(Collected data)
◇ ◇ ◇ ◇ ◇

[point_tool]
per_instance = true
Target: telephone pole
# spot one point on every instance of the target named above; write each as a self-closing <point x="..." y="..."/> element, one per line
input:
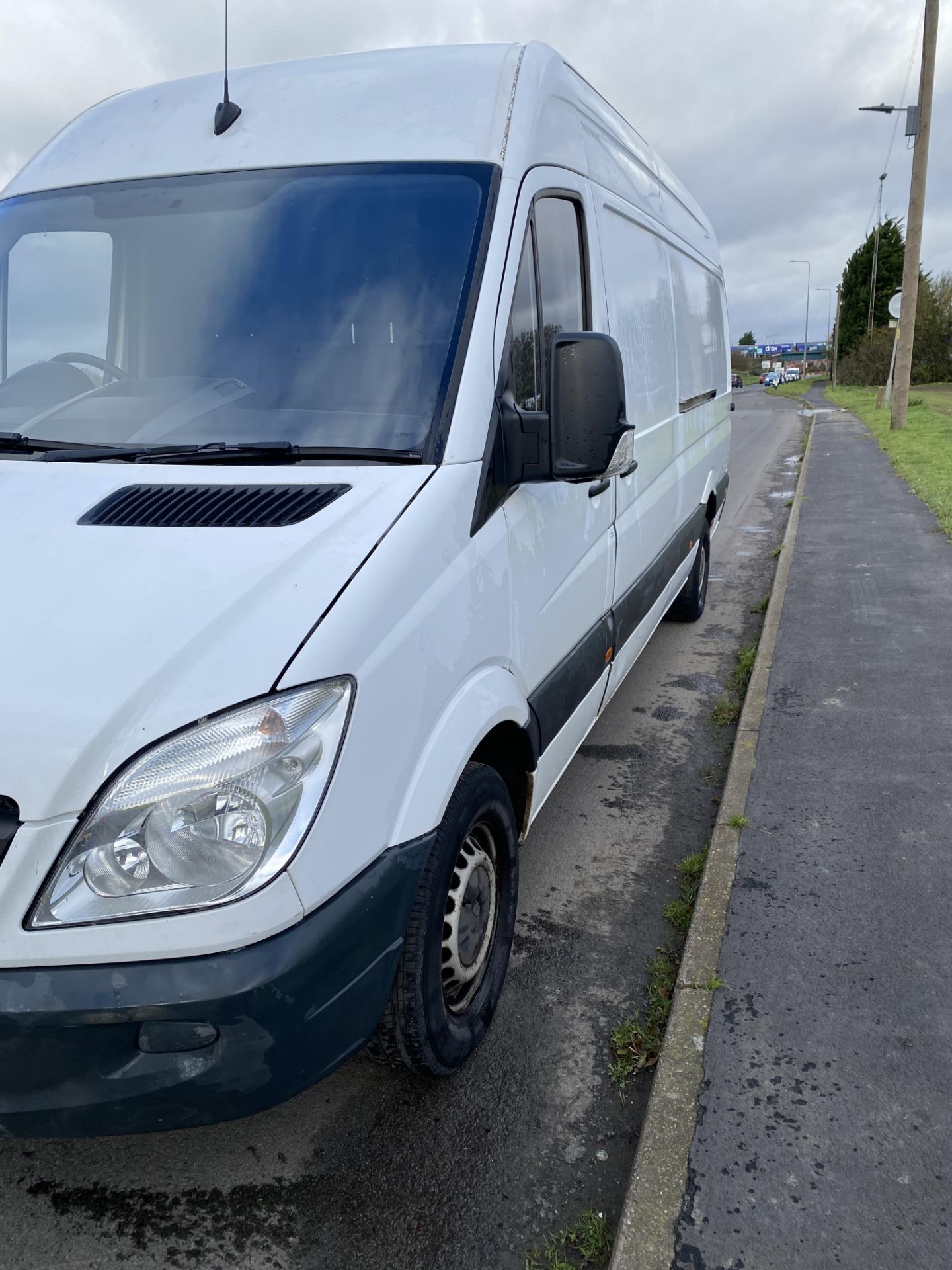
<point x="836" y="342"/>
<point x="914" y="220"/>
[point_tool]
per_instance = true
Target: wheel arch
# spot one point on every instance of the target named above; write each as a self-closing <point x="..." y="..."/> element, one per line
<point x="488" y="720"/>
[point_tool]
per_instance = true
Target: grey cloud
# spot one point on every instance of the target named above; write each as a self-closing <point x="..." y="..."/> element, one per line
<point x="754" y="110"/>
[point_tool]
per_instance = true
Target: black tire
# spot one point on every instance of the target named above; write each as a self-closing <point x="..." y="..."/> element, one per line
<point x="690" y="603"/>
<point x="433" y="1019"/>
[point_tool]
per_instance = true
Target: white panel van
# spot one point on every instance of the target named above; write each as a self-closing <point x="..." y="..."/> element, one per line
<point x="348" y="459"/>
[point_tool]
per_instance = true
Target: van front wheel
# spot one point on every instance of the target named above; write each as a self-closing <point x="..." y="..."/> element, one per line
<point x="692" y="597"/>
<point x="456" y="949"/>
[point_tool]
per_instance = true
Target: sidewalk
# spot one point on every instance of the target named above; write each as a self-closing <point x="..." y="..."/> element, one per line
<point x="825" y="1123"/>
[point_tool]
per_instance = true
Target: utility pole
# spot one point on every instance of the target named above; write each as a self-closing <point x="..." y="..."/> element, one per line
<point x="914" y="220"/>
<point x="871" y="310"/>
<point x="807" y="325"/>
<point x="836" y="341"/>
<point x="829" y="333"/>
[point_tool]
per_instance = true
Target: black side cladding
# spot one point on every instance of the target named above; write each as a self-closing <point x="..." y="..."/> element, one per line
<point x="565" y="686"/>
<point x="9" y="824"/>
<point x="212" y="506"/>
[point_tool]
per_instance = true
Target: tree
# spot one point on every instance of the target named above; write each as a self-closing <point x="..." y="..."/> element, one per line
<point x="869" y="362"/>
<point x="857" y="277"/>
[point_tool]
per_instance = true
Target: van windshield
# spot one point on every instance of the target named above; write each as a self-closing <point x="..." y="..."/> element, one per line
<point x="319" y="306"/>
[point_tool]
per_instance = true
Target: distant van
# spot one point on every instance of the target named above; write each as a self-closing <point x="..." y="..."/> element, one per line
<point x="349" y="459"/>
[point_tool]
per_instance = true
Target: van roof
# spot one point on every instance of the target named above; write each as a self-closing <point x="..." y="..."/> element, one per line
<point x="517" y="106"/>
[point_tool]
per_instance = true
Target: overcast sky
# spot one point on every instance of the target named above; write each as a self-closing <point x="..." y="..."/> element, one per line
<point x="753" y="106"/>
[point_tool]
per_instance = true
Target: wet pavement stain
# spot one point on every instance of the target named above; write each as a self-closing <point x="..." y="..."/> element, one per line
<point x="197" y="1226"/>
<point x="705" y="683"/>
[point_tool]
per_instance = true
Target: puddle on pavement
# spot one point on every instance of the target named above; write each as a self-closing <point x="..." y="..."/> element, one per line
<point x="705" y="683"/>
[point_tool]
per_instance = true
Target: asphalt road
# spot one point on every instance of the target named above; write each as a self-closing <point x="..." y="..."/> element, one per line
<point x="375" y="1167"/>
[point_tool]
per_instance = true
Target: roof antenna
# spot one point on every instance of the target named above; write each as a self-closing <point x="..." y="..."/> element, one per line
<point x="226" y="112"/>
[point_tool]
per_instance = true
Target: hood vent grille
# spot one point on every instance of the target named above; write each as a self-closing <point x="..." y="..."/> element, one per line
<point x="212" y="506"/>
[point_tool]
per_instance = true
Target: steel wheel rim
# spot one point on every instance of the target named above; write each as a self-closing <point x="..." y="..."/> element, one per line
<point x="470" y="919"/>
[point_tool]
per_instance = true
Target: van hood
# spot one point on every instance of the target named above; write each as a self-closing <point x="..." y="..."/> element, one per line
<point x="114" y="635"/>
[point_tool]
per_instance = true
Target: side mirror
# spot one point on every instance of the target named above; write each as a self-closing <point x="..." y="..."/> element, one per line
<point x="590" y="436"/>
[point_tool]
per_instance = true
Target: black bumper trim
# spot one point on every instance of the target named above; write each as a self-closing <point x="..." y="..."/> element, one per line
<point x="287" y="1010"/>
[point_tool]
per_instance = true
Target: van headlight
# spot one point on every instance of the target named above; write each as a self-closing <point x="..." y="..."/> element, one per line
<point x="208" y="814"/>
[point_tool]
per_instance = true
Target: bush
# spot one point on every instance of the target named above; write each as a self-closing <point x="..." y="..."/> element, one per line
<point x="870" y="360"/>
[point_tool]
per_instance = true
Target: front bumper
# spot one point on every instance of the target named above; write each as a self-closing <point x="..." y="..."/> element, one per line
<point x="97" y="1049"/>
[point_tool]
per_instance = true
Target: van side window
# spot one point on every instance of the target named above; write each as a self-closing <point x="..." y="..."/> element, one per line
<point x="524" y="378"/>
<point x="559" y="243"/>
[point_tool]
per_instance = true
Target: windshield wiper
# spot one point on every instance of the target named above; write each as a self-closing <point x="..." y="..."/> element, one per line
<point x="223" y="451"/>
<point x="16" y="443"/>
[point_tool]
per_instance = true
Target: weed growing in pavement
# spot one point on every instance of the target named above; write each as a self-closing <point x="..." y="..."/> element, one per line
<point x="728" y="706"/>
<point x="761" y="606"/>
<point x="586" y="1242"/>
<point x="725" y="712"/>
<point x="740" y="679"/>
<point x="636" y="1042"/>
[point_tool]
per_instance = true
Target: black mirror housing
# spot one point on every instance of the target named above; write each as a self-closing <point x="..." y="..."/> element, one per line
<point x="587" y="405"/>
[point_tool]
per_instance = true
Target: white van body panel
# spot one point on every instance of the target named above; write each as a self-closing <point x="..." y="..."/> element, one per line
<point x="420" y="622"/>
<point x="489" y="698"/>
<point x="446" y="632"/>
<point x="157" y="624"/>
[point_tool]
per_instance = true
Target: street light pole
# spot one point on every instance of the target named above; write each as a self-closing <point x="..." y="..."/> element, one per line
<point x="836" y="339"/>
<point x="914" y="220"/>
<point x="829" y="308"/>
<point x="807" y="324"/>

◇ ◇ ◇ ◇ ◇

Stated task: Repeat the material above word for word and skip every image in it.

Output of the task:
[point_tool]
per_instance = true
Target: telephone pole
# spot one point on every instance of the target named above; write each as a self-closing <point x="..." y="..."/> element, one per line
input:
<point x="836" y="342"/>
<point x="914" y="220"/>
[point_tool]
per_instance = true
Target: wheel arch
# spot one point on every instance of the target named above; write each as a self-closing <point x="..." y="..."/> element, one per line
<point x="488" y="720"/>
[point_tool]
per_instance = true
Target: grey cloud
# spot one point on every instance of the target named above; write each as a self-closing <point x="..." y="..."/> element, one per line
<point x="754" y="110"/>
[point_tool]
per_instance = true
Target: black tire
# spot one point on every instance of the target named above; write each as a self-closing <point x="..." y="..."/> element, one per line
<point x="690" y="603"/>
<point x="433" y="1019"/>
[point_tool]
per_instance = true
Target: white panel van
# spot one point on every instance of the target named above; write each as a self-closing <point x="..." y="..."/> element, one per line
<point x="348" y="459"/>
[point_tool]
per_instance = true
Target: van front wheel
# spot one point on every instance of the target named above; write each as a self-closing <point x="..." y="..."/> element, one per line
<point x="692" y="597"/>
<point x="456" y="949"/>
[point_tool]
per_instance = true
Target: sidewalk
# spot one point on every instance of the target named above; write each as a self-closing <point x="..." y="..."/> element, one per line
<point x="825" y="1123"/>
[point_tool]
per_instance = true
Target: utility pole
# spot one point on every instance of the target named above; write each as a self-closing <point x="..." y="..."/> element, one per line
<point x="914" y="220"/>
<point x="871" y="310"/>
<point x="807" y="325"/>
<point x="836" y="341"/>
<point x="829" y="333"/>
[point_tool]
per_instance = true
Target: black side cladding
# spot one point on every instance of the target named above; write each as a self-closing <point x="..." y="..."/> element, one per line
<point x="565" y="686"/>
<point x="9" y="824"/>
<point x="212" y="506"/>
[point_tool]
per_instance = true
Target: tree
# spot one point on every instance of the target named above; write each as a self-closing <point x="..." y="..."/> element, one per line
<point x="869" y="362"/>
<point x="857" y="277"/>
[point_tool]
per_instance = true
Target: van windshield
# spot one point on every instance of the target named above; write each as a self-closing <point x="..." y="..."/> element, one per line
<point x="319" y="306"/>
[point_tool]
per_instance = true
Target: distant van
# spot one point on every instance of the target named above; write each as a self-closing <point x="..." y="..."/> element, one per line
<point x="349" y="459"/>
[point_tool]
per_instance = true
Target: van roof
# spot one point on every instance of the target named above; write each as a self-closing <point x="..." y="..."/> element, one per line
<point x="517" y="106"/>
[point_tool]
per_instance = true
Target: overcast sky
# spot one point on every instance of the target named above; write each as a self-closing <point x="..." y="..."/> element, one per line
<point x="753" y="106"/>
[point_tool]
per_instance = true
Target: wet pavement stain
# spot one point on every instance of the target named above; write each as a self-closing <point x="..." y="..."/> element, one per line
<point x="197" y="1226"/>
<point x="705" y="683"/>
[point_tool]
per_instance = true
Target: puddle on pavement
# spot one point on every instance of the target named above; write each as a self-closing <point x="..." y="..."/> element, one per line
<point x="705" y="683"/>
[point_tool]
per_instance = true
Target: asphalt road
# spot one point on every instance of the target named above; write each as a self-closing <point x="..." y="..."/> element, one per line
<point x="375" y="1167"/>
[point_tool]
per_instance = true
Target: roof antenna
# spot one point on every instance of the target named above; write each as a self-closing <point x="..." y="..."/> element, one per line
<point x="226" y="112"/>
[point_tool]
per_instance = true
Target: hood vent grille
# spot one point on every instance of the target named above; write each as a self-closing <point x="..." y="..."/> element, one per line
<point x="212" y="506"/>
[point_tool]
per_instance = true
Target: steel wheel rim
# spot one point on every instance of the target named above; write each as a self-closing <point x="..." y="..."/> element, one per line
<point x="470" y="919"/>
[point_tool]
per_instance = true
Target: van hood
# spot one point on every instance of the target named above; write each as a self-closing <point x="..." y="..."/> element, one per line
<point x="114" y="635"/>
[point_tool]
per_instance = true
Target: side mirror
# spot one point on every instance of the target named above; write each as a self-closing <point x="..." y="..."/> element, one per line
<point x="590" y="436"/>
[point_tool]
per_instance = true
Target: black bumper trim
# spot one point on every instance of the target named above; write each as a self-closing <point x="..." y="..."/> element, one per line
<point x="287" y="1010"/>
[point_tool]
per_instance = true
Target: van headlight
# spot one point on every instance of the target named above; write each as a self-closing <point x="..." y="..."/> element, one per line
<point x="208" y="814"/>
[point_tool]
per_instance = true
Target: bush
# spot one point on every instance of the target named above; write each as a self-closing <point x="..." y="..."/> element, one per line
<point x="870" y="360"/>
[point_tool]
per_instance = true
Target: front bumper
# spot one point on every instance of the target named above; write each as a self-closing <point x="..." y="..."/> element, one per line
<point x="97" y="1049"/>
[point_tool]
per_instance = true
Target: van side window
# spot one point on every instance of the target named above; write each as a self-closing <point x="..." y="..."/> element, one per line
<point x="524" y="378"/>
<point x="559" y="243"/>
[point_tool]
per_instance = true
Target: windshield wiper
# spot one point on every instance of the target named above; write each as a self-closing <point x="..." y="..."/> element, one per line
<point x="223" y="451"/>
<point x="16" y="443"/>
[point_tool]
per_instance = true
Target: weed growing in pavement
# spot one point on every instance of the target named above; write each as a self-closing <point x="..." y="..."/> element, one per line
<point x="728" y="706"/>
<point x="761" y="606"/>
<point x="586" y="1242"/>
<point x="725" y="712"/>
<point x="740" y="679"/>
<point x="636" y="1042"/>
[point_tool]
per_instance = true
Target: black mirror housing
# spot one point on every instance of the target named above; write each as a self-closing <point x="..." y="..."/> element, one per line
<point x="587" y="405"/>
[point_tool]
per_instance = true
Target: white van body panel
# spot one point on every instance of the target named above; write each as a self-closing <point x="..." y="..."/> element, one per line
<point x="420" y="622"/>
<point x="489" y="698"/>
<point x="446" y="632"/>
<point x="157" y="624"/>
[point_tool]
per_instance = true
Target: street light pole
# spot one point on every instance of the target named above; write each as a self-closing <point x="..." y="..."/> element, one per line
<point x="836" y="339"/>
<point x="914" y="220"/>
<point x="829" y="308"/>
<point x="807" y="324"/>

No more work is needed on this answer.